La maison d’arrêt de Rodez est à échelle humaine, malgré la surpopulation (plus de 170 détenus pour 90 places). Le personnel pénitentiaire est dans l’ensemble bienveillant. Il n’empêche que mon conjoint est resté les deux premiers mois dans une cellule destinée à une personne seule, avec un autre détenu qui dormait sur un matelas au sol… Un surveillant-chef lui a conseillé de faire une demande de transfert en centre de détention, argumentant que les conditions d’incarcération y seraient meilleures.
C’est en cherchant des informations sur les centres de détention de notre région que j’ai lu un premier article de l’OIP. En parcourant le site, j’ai découvert de nombreuses informations sur les droits des détenus qui ne nous ont jamais été données. J’ai réalisé qu’en France, le sujet de l’incarcération est tabou. Les familles de détenus cachent leur situation, n’osent se plaindre, ne connaissent pas leurs droits. Et les détenus n’ont eux non plus aucune information sur leurs droits.

--------------------------------------------------

## EXERCICE PROPOSÉ 1
Recopiez fidèlement le passage du témoignage qui va de « C’est en cherchant » à « sur leurs droits. ».
## EXERCICE PROPOSÉ 2
Pour chaque affirmation, indiquez par oui ou par non si elle concorde avec le témoignage, en citant les mots qui le montrent. (a) La maison d'arrêt de Rodez dispose de 90 places. (b) Le conjoint a occupé seul sa cellule pendant les deux premiers mois. (c) C'est un surveillant-chef qui a conseillé de demander un transfert en centre de détention.
La liste n'a aucun rôle dans ce travail.

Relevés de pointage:
--------------------------------------------------

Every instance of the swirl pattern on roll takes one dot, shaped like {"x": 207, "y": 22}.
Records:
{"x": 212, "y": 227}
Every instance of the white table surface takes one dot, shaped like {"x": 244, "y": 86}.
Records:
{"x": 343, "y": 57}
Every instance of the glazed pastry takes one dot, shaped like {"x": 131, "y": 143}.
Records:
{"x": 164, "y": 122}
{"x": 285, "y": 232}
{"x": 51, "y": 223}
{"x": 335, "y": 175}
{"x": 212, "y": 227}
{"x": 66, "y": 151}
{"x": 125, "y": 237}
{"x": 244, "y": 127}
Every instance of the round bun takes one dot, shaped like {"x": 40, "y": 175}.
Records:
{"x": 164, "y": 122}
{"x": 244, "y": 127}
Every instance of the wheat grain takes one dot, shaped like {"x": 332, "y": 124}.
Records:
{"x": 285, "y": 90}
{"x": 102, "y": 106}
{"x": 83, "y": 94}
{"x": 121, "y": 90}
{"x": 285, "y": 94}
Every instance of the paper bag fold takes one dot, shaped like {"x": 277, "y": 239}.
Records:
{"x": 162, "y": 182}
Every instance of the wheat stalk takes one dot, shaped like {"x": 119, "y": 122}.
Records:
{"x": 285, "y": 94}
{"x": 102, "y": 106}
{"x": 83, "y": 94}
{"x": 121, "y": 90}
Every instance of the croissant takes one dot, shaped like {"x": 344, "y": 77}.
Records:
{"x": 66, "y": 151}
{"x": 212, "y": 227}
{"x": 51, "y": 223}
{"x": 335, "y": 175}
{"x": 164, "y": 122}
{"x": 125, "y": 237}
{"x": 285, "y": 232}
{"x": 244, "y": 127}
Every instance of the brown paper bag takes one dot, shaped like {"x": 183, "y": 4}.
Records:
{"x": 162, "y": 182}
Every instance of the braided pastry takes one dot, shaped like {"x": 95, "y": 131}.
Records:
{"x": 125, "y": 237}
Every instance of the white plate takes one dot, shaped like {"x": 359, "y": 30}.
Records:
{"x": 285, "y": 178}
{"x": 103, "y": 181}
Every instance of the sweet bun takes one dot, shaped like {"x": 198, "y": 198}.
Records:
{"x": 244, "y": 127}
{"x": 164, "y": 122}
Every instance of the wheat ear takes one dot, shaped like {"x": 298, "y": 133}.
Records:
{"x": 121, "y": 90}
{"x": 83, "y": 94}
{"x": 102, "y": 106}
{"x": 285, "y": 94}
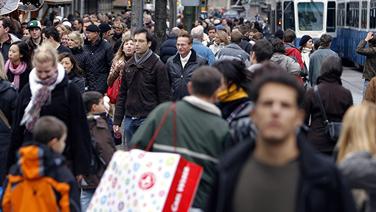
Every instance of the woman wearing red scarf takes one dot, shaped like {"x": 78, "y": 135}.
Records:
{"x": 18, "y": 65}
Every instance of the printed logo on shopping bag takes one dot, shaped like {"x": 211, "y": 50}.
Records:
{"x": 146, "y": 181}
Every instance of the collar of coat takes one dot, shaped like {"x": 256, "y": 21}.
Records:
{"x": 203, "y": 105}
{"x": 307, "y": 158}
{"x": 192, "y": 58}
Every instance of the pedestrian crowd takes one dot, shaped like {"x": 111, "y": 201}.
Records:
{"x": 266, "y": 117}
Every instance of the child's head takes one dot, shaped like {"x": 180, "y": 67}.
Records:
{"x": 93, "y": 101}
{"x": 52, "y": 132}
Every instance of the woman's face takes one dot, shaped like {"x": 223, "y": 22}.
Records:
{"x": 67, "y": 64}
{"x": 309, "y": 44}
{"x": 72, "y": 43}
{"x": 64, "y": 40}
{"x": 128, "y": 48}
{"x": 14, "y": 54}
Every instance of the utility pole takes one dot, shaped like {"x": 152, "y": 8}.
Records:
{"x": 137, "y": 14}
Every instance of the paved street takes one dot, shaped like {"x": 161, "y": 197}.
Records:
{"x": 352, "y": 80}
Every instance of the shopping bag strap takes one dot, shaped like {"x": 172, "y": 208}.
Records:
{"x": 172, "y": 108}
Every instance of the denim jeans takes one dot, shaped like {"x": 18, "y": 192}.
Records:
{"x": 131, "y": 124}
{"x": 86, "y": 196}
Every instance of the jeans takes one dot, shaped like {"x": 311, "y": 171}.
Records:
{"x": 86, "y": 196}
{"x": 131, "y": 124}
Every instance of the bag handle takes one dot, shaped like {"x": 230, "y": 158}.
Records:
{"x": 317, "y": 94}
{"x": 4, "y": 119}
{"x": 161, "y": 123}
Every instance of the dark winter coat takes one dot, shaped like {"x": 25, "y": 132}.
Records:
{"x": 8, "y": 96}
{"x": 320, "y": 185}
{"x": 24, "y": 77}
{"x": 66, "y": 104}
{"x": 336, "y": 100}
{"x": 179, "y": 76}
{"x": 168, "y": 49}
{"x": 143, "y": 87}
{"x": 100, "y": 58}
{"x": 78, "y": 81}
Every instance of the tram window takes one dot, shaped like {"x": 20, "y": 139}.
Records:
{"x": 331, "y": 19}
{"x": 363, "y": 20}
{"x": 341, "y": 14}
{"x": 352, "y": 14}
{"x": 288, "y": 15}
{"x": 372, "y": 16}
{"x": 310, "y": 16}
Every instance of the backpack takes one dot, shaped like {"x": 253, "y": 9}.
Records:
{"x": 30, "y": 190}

--------------------------------------------------

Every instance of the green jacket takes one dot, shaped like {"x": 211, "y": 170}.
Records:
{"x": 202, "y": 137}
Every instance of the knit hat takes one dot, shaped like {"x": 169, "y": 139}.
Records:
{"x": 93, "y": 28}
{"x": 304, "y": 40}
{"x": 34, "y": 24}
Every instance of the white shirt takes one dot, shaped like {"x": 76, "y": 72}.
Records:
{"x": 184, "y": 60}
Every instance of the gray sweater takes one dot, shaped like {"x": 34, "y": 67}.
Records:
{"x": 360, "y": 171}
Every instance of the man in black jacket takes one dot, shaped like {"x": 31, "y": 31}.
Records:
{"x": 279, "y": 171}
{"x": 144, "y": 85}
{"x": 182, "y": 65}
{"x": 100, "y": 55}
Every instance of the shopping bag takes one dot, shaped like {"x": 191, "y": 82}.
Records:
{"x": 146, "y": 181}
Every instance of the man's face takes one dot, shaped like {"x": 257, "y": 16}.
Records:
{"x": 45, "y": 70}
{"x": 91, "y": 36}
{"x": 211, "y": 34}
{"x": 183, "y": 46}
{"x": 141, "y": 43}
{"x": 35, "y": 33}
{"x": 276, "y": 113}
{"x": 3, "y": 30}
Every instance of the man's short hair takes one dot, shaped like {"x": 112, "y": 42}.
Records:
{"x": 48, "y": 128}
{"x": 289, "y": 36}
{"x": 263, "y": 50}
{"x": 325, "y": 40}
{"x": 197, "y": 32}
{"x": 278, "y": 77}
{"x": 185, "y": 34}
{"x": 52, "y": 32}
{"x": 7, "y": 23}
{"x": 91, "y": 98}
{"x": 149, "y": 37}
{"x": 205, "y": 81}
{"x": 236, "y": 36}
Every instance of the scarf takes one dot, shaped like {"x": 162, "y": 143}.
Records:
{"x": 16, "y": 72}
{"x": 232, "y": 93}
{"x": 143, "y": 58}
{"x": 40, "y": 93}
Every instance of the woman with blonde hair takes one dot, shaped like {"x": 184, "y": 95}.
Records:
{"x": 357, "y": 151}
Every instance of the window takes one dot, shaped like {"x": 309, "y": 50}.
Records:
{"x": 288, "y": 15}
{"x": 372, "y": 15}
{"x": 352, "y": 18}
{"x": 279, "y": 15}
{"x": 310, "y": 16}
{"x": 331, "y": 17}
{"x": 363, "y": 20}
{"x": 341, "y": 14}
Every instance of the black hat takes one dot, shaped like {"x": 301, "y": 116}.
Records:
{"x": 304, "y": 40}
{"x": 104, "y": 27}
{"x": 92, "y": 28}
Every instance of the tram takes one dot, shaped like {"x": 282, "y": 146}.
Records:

--------------------------------------------------

## RÉPONSE 1
C’est en cherchant des informations sur les centres de détention de notre région que j’ai lu un premier article de l’OIP. En parcourant le site, j’ai découvert de nombreuses informations sur les droits des détenus qui ne nous ont jamais été données. J’ai réalisé qu’en France, le sujet de l’incarcération est tabou. Les familles de détenus cachent leur situation, n’osent se plaindre, ne connaissent pas leurs droits. Et les détenus n’ont eux non plus aucune information sur leurs droits.

## RÉPONSE 2
(a) Oui : « plus de 170 détenus pour 90 places ».
(b) Non : « avec un autre détenu qui dormait sur un matelas au sol ».
(c) Oui : « Un surveillant-chef lui a conseillé de faire une demande de transfert en centre de détention ».